## Kutipan Dokumen
Kepercayaan dan tradisi yang telah turun temurun itu mulai luntur karena banyak faktor. Tonggak awalnya adalah ketika kolonialisme masuk dan menerapkan sistem pembagian wilayah yang mau tidak mau ikut mengubah sistem yang sebelumnya terlah berlaku secara turun temurun di Mollo. Di samping itu, dalam catatan paragraf yang pendek, ‘agama baru’ disinggung menjadi salah satu hal yang ikut berkontribusi pada mengikisnya kepercayaan dan tradisi lama warga Mollo. Tradisi dan kepercayaan Mollo dilabeli sebagai perbuatan kafir sehingga banyak warga mulai meninggalkan praktik-praktik yang biasa dilakukan dalam siklus kehidupan mereka. Terkikisnya tradisi dan kepercayaan lama terjadi beriringian dengan konflik lahan yang dampaknya semakin hari semakin dirasakan warga. Lahan yang diubah menjadi hutan tanaman industri kemudian gunung-gunung yang ditambang meninggalkan berbagai kejadian pahit seperti matinya banyak sumber mata air, bencana longsor, dan gagal panen.

## Materi Sumber
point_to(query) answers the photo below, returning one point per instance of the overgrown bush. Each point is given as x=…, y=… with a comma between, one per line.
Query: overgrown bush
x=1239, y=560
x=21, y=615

## Tentang Latihan Ini
Berdasarkan teks tentang tradisi Mollo, jelaskan dalam satu sampai tiga kalimat mengapa banyak warga mulai meninggalkan praktik-praktik yang biasa dilakukan dalam siklus kehidupan mereka.

## Jawaban
Banyak warga mulai meninggalkan praktik-praktik itu karena tradisi dan kepercayaan Mollo dilabeli sebagai perbuatan kafir. Pelabelan ini dikaitkan dengan masuknya "agama baru", yang disebut ikut berkontribusi pada terkikisnya kepercayaan dan tradisi lama warga Mollo.